RECORDS SUPPLIED:

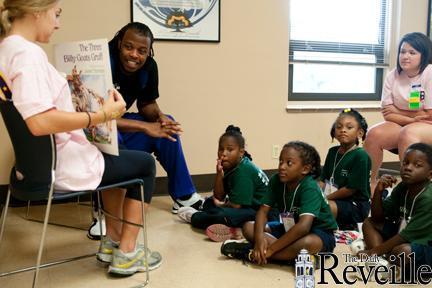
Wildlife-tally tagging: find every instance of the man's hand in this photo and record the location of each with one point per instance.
(155, 129)
(384, 182)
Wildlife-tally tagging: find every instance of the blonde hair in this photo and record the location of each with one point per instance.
(15, 9)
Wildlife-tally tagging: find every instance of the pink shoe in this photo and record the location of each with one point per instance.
(220, 232)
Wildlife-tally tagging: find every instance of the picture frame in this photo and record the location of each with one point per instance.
(179, 20)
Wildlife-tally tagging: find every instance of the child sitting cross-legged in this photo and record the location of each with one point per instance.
(239, 187)
(307, 222)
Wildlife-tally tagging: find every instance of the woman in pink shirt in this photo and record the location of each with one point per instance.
(406, 102)
(43, 99)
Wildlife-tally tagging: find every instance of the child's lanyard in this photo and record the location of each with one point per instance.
(292, 202)
(412, 205)
(336, 164)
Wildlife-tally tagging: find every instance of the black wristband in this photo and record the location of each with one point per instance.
(89, 123)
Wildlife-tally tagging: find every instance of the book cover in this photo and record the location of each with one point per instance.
(86, 65)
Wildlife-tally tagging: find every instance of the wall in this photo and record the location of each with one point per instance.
(242, 80)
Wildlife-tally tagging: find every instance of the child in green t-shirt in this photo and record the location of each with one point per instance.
(307, 222)
(239, 187)
(346, 172)
(403, 221)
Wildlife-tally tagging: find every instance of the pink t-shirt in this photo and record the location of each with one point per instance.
(397, 89)
(37, 87)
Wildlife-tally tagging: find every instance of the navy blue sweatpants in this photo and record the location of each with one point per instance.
(169, 154)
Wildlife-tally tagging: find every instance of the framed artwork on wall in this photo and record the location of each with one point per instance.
(184, 20)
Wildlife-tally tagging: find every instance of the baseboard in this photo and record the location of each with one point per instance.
(203, 182)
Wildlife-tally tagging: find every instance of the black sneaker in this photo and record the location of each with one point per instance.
(195, 201)
(237, 249)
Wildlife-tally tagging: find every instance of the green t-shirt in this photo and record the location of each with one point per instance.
(246, 184)
(352, 171)
(308, 200)
(419, 227)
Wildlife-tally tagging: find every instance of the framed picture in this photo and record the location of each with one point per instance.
(184, 20)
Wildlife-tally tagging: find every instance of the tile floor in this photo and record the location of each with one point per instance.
(189, 258)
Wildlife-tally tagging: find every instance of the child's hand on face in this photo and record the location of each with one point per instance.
(385, 181)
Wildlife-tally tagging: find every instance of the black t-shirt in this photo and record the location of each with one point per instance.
(141, 86)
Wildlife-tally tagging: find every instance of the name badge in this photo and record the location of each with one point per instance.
(288, 220)
(415, 97)
(329, 188)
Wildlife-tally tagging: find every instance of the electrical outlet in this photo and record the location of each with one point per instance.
(275, 151)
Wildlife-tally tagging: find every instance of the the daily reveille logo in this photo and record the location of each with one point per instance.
(359, 269)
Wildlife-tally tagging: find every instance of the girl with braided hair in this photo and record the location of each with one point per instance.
(346, 172)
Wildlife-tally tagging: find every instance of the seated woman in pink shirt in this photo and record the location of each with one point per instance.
(43, 99)
(406, 103)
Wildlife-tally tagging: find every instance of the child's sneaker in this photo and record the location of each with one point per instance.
(123, 264)
(220, 232)
(106, 247)
(195, 201)
(185, 213)
(237, 249)
(357, 245)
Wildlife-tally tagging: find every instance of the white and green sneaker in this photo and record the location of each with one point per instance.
(123, 264)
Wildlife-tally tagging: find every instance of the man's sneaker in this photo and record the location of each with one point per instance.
(185, 213)
(125, 265)
(93, 232)
(194, 201)
(220, 232)
(106, 247)
(237, 249)
(373, 271)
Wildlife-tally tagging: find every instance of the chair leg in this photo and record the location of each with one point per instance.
(28, 209)
(3, 216)
(144, 228)
(42, 242)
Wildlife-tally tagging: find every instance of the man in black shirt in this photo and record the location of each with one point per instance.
(135, 75)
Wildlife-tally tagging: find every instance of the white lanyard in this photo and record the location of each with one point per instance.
(292, 202)
(412, 205)
(336, 164)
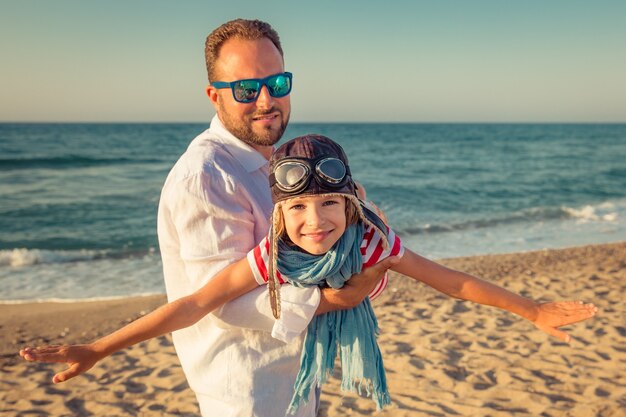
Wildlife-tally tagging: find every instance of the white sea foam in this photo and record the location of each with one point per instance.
(20, 257)
(606, 212)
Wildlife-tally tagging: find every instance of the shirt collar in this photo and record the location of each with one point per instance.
(249, 157)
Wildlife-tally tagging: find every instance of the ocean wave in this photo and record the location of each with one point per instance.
(68, 162)
(79, 300)
(604, 212)
(22, 257)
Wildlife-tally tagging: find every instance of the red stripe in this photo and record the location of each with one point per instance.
(367, 238)
(396, 246)
(375, 255)
(260, 263)
(380, 287)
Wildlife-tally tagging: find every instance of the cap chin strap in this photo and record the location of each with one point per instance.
(272, 283)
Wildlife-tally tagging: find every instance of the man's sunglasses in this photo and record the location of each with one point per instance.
(247, 91)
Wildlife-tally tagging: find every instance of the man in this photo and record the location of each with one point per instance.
(215, 206)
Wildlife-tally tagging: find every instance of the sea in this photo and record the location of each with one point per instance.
(78, 202)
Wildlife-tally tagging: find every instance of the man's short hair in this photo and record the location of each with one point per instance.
(238, 28)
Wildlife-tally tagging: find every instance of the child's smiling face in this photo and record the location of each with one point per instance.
(315, 223)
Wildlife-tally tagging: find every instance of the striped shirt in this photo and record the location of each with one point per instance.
(372, 250)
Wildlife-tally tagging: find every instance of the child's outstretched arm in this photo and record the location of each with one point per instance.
(230, 283)
(546, 316)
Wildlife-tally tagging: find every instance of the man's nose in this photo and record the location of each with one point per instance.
(265, 100)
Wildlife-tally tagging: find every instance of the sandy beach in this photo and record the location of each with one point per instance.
(443, 357)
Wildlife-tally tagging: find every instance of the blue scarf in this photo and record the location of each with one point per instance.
(353, 331)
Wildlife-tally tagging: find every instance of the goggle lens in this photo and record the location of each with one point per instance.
(290, 174)
(294, 175)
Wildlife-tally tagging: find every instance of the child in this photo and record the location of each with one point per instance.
(321, 235)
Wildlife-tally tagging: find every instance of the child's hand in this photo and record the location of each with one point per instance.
(551, 316)
(80, 358)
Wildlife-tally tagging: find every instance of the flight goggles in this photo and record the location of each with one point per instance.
(292, 175)
(247, 91)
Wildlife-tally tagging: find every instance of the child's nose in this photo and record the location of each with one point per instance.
(315, 217)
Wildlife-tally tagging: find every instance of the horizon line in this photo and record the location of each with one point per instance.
(590, 122)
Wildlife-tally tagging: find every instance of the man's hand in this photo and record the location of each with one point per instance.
(551, 316)
(79, 358)
(355, 289)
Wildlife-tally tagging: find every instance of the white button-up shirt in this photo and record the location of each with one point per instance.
(215, 207)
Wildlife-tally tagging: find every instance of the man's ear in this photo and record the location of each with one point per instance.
(211, 93)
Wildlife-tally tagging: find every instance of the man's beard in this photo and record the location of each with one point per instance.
(242, 130)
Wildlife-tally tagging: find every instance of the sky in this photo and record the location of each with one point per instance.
(353, 61)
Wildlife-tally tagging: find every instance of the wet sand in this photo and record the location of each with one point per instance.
(443, 357)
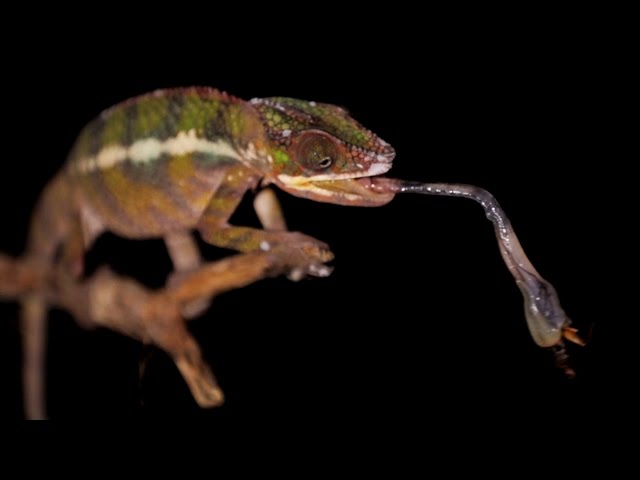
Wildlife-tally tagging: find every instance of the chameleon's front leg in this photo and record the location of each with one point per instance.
(215, 229)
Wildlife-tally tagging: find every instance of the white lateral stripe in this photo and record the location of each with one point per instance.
(149, 149)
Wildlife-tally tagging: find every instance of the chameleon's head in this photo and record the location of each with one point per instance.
(318, 151)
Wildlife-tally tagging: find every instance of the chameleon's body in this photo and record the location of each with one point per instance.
(165, 163)
(172, 161)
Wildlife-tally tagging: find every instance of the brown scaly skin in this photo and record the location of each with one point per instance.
(165, 163)
(172, 161)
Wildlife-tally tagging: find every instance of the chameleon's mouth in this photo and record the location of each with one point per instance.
(346, 191)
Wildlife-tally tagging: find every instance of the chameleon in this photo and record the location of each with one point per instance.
(169, 162)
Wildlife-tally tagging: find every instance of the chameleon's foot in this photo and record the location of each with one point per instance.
(304, 256)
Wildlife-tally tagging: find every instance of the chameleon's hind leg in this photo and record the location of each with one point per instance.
(215, 229)
(186, 257)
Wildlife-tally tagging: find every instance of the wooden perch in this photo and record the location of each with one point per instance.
(154, 316)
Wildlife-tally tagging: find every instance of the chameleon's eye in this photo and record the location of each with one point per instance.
(315, 151)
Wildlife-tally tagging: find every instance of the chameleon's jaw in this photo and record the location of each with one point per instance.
(345, 191)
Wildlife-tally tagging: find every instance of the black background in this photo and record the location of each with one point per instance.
(420, 320)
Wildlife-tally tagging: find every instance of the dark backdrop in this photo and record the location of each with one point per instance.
(420, 319)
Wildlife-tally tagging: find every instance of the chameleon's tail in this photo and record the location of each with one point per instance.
(50, 227)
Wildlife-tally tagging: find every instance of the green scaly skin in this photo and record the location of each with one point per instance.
(168, 162)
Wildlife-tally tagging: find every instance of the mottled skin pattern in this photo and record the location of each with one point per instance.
(171, 161)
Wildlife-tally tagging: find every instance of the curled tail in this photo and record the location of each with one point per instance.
(50, 229)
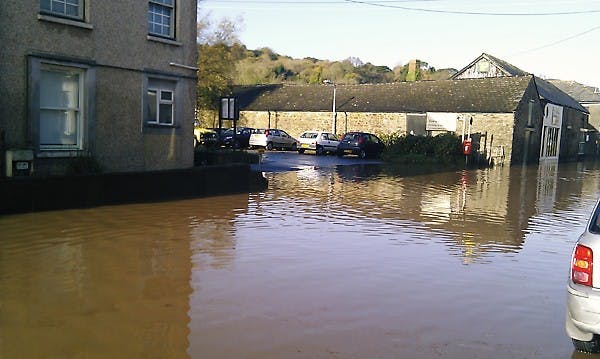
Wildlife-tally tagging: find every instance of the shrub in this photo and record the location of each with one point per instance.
(443, 148)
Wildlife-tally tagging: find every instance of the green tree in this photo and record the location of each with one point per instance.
(216, 67)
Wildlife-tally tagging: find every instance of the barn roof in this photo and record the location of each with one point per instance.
(580, 92)
(489, 95)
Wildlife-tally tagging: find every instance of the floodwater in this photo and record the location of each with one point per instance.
(341, 262)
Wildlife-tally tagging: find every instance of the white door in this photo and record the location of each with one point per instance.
(551, 131)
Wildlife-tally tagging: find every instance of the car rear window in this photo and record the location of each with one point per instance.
(595, 222)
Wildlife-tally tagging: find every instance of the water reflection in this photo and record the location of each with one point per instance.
(109, 282)
(351, 262)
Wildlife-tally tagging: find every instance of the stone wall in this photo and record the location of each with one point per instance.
(121, 55)
(492, 133)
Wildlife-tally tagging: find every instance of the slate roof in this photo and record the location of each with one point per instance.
(582, 93)
(484, 95)
(507, 68)
(553, 94)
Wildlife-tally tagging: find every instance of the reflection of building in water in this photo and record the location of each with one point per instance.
(475, 211)
(104, 282)
(546, 185)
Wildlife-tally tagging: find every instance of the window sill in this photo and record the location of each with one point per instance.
(163, 40)
(60, 20)
(58, 153)
(156, 125)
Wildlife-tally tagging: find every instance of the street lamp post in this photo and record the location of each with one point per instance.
(333, 122)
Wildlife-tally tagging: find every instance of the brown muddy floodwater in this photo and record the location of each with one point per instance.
(346, 262)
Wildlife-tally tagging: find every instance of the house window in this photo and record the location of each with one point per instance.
(161, 18)
(160, 106)
(64, 8)
(61, 110)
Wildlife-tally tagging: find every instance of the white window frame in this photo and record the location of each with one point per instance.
(163, 5)
(54, 11)
(160, 101)
(79, 110)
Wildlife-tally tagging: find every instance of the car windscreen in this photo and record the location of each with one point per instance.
(309, 135)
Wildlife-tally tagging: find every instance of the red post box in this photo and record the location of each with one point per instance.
(467, 147)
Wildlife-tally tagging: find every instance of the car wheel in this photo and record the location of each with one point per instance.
(593, 346)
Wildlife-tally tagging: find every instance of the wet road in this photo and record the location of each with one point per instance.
(354, 261)
(278, 161)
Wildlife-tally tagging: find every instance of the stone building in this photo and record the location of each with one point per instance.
(104, 82)
(588, 97)
(504, 116)
(559, 109)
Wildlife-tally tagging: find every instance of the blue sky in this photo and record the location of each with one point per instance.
(550, 38)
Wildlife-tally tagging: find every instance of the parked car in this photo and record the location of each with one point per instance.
(205, 137)
(362, 144)
(242, 137)
(318, 141)
(220, 134)
(271, 138)
(583, 290)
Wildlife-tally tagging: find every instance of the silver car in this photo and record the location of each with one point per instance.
(583, 298)
(318, 141)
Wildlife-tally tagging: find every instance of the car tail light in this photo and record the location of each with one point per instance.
(582, 266)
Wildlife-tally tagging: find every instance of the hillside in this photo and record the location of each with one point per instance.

DO THIS:
Starting at the line that contains "Wildlife-tally tagging: find every instance of the brown muddy", quote each remaining line of the entries above, unchanged.

RESULT OF THIS TASK:
Wildlife-tally tagging: find every instance of the brown muddy floodwater in this photo and record the location of each with one point per instance.
(346, 262)
Wildlife-tally tagging: find every instance of the house window in this photo and record the location of each with one point per instance.
(161, 18)
(160, 106)
(64, 8)
(61, 110)
Wildlife-tally tagging: find every instance of the white window frame in this photo and record the location of each with one point per instance.
(163, 5)
(54, 11)
(160, 101)
(79, 110)
Wildlife-tally tagging: find every instance of the car windscreen in this photo and record the location of each with one point per instance.
(309, 135)
Wildlife-tally tagging: find every instance of the red post box in this photo and record the location of each with one point per instance.
(467, 147)
Wildlife-tally tagging: find every instance of the car wheel in this photo and record the location of each with one point per instance.
(593, 346)
Wildlife-tally tagging: find every instance of the wet road in this photo and record the location of each with one point per instance.
(354, 261)
(278, 161)
Wildlife-tally tagging: find every instance of the stone building in this photo and record the location of each with one point per instance.
(104, 82)
(588, 97)
(504, 116)
(559, 109)
Wildlife-tally tagging: find every instance of the blue sky in this photo and record the location of each with one point per instance.
(550, 38)
Wildlife-tally tagging: find every instance of the parked car in this photo and record the location of each with one point per instance.
(205, 137)
(362, 144)
(242, 137)
(318, 141)
(220, 134)
(271, 138)
(583, 290)
Wildlife-tally tagging: find every instance of the silver car in this photo and record the location of each with one point per instance.
(583, 298)
(318, 141)
Wildlife-tally tagging: find every instance of the car tail light in this photo and record the location of each with one point per instance.
(582, 266)
Wildlife-tally tagging: find every instance of the hillside in this photo and record the location of each with one point per instance.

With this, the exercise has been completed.